◆ Aim
Please copy each line of the data below that contains the string "item". Case matters.

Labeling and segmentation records
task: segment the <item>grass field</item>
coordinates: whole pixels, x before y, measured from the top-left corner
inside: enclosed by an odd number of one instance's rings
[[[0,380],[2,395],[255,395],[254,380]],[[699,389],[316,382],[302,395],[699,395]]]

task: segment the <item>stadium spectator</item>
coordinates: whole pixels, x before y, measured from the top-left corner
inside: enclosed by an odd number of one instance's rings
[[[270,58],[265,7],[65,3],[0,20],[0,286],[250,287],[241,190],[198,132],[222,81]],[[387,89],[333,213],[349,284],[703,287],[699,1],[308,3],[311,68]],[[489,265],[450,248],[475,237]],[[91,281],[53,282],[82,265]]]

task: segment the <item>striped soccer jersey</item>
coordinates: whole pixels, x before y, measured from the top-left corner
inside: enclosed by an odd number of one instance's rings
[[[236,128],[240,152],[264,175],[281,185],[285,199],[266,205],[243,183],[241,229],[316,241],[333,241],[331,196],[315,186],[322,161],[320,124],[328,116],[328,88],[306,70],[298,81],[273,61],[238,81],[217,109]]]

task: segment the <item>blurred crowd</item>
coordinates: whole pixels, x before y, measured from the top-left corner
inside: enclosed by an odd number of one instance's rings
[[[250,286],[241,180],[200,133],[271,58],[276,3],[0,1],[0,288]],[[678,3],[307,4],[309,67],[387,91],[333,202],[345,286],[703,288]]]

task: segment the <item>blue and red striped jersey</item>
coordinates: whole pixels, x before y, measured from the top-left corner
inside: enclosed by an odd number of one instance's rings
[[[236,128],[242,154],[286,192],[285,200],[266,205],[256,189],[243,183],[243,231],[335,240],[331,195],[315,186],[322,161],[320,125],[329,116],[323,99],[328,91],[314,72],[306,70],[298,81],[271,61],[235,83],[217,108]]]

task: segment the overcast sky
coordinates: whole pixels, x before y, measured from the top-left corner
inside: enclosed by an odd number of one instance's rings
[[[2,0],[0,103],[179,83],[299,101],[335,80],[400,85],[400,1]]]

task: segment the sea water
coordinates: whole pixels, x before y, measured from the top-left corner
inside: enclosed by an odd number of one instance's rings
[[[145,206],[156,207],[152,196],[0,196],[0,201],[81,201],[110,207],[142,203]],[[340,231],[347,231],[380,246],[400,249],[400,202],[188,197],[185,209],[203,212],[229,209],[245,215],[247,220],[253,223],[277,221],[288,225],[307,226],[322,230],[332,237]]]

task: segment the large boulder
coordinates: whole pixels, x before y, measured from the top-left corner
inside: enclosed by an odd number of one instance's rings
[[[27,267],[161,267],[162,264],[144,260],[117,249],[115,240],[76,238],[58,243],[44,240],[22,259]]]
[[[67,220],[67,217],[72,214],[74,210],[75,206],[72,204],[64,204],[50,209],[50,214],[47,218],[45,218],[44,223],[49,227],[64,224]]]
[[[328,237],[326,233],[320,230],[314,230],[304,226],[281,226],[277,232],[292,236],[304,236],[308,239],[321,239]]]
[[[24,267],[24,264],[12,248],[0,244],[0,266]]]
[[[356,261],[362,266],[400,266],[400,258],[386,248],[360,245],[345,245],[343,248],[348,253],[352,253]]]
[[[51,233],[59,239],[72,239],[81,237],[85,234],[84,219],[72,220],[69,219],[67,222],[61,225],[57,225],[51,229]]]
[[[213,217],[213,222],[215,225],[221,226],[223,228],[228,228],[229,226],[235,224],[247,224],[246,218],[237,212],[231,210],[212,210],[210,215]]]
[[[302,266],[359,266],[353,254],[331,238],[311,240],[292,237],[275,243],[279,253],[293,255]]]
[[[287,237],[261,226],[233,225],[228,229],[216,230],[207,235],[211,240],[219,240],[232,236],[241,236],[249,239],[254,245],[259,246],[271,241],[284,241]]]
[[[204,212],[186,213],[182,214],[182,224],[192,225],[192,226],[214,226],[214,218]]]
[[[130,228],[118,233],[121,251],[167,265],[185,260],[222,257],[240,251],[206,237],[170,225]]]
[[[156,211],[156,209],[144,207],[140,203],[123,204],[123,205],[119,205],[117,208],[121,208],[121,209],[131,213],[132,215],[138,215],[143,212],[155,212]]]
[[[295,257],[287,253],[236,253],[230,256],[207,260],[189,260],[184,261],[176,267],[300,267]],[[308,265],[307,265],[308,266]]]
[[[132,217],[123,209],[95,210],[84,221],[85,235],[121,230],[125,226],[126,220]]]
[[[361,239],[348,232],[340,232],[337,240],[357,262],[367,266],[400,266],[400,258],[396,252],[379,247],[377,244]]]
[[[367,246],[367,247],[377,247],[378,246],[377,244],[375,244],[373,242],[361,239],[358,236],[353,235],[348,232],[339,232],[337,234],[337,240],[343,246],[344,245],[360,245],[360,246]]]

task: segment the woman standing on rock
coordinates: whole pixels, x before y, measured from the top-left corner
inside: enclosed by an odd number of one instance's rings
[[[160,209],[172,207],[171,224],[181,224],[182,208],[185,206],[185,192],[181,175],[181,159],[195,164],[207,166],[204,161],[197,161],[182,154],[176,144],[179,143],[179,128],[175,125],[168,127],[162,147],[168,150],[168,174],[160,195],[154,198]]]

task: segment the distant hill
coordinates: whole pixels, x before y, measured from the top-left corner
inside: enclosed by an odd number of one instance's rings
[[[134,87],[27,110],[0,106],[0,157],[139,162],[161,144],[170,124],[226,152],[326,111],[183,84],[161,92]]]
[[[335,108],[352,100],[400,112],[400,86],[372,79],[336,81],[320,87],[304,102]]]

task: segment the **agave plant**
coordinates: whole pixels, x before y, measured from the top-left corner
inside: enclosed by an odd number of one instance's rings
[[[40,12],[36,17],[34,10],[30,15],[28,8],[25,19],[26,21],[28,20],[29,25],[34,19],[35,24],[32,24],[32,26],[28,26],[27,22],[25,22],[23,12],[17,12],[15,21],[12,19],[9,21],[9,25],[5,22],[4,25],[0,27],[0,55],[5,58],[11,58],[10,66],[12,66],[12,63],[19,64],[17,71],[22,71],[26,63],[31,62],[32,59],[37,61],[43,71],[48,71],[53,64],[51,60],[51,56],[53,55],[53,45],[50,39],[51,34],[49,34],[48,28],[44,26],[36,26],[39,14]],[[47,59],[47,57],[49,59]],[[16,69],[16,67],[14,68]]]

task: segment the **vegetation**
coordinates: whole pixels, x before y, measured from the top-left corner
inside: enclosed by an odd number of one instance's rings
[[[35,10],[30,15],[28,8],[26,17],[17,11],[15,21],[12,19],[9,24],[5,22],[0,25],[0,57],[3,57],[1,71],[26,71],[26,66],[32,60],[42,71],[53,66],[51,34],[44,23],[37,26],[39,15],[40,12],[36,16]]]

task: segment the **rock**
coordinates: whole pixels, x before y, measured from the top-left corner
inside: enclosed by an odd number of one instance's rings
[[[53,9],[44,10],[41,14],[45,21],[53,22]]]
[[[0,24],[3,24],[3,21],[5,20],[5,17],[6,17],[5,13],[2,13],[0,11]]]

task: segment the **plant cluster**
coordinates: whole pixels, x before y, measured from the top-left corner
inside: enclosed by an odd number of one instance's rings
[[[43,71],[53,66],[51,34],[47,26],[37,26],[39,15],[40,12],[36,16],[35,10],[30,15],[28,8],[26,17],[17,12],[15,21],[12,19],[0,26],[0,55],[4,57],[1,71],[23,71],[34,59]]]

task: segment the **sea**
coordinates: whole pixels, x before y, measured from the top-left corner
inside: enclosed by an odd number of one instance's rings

◆ The result
task: segment the <item>grass field</item>
task: segment the <item>stadium spectator</item>
task: segment the <item>striped soccer jersey</item>
task: segment the <item>blurred crowd</item>
task: segment the <item>blue and red striped jersey</item>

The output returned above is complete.